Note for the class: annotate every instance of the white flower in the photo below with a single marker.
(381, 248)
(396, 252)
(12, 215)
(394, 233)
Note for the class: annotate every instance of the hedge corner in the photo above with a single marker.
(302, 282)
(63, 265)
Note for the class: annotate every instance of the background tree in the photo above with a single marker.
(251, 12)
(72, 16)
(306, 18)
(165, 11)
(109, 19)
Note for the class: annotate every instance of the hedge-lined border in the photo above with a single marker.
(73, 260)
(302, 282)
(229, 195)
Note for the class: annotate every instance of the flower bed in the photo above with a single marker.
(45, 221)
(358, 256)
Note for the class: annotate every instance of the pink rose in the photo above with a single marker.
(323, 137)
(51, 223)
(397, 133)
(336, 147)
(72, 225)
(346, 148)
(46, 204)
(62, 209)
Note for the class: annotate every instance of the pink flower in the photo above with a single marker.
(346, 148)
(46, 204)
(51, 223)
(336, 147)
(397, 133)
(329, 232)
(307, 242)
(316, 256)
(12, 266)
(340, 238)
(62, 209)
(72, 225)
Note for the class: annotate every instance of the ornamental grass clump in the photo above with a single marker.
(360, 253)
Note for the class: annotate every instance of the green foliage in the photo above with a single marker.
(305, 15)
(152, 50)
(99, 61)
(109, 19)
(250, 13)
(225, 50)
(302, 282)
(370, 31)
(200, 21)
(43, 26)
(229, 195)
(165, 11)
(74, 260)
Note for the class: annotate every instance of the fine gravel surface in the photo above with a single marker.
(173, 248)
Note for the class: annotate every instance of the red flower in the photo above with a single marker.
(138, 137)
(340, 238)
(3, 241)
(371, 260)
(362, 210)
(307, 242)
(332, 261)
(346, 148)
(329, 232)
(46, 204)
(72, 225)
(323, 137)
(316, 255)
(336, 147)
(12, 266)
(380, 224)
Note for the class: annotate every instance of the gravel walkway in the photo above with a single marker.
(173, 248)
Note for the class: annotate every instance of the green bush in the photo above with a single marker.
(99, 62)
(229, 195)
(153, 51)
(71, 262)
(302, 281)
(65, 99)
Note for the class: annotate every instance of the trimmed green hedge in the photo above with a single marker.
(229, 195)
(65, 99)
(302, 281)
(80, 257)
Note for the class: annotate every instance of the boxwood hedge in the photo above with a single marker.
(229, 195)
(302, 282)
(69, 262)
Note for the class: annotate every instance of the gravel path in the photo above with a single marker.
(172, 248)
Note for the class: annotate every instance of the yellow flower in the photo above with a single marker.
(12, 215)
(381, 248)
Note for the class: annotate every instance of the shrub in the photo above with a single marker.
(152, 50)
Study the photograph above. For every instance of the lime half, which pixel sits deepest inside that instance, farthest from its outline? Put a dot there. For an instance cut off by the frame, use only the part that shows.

_What you need to do_: Output only the lines from the one holding "the gravel walkway" through the last line above, exactly as they appear.

_Reply_:
Note for the class: annotate every instance of the gravel walkway in the photo above with a single marker.
(173, 248)
Note for the class: annotate every instance of the green bush in the photo above with a single marker.
(99, 62)
(229, 195)
(153, 51)
(71, 262)
(302, 281)
(65, 99)
Note for the class: annotate every instance of the trimmed green hedge in the photo above with a single marker.
(229, 195)
(65, 99)
(302, 281)
(80, 257)
Note for the class: annotate every instance of the boxwood hedge in the photo above with a single marker.
(229, 195)
(302, 282)
(69, 262)
Note for the class: annotate every instance of the gravel path in the photo above with a single marker.
(172, 248)
Note for the class: annotate every instance of the yellow flower in the photo above with a single marker.
(12, 215)
(381, 248)
Note for the class: annotate every instance of the shrub in the photo above with a single marker.
(152, 50)
Study the photograph above. For every instance of the lime half, which pixel sits deepest inside that instance, farthest from its outline? Put a dot there. For an instance cut off by the frame, use only the part that shows.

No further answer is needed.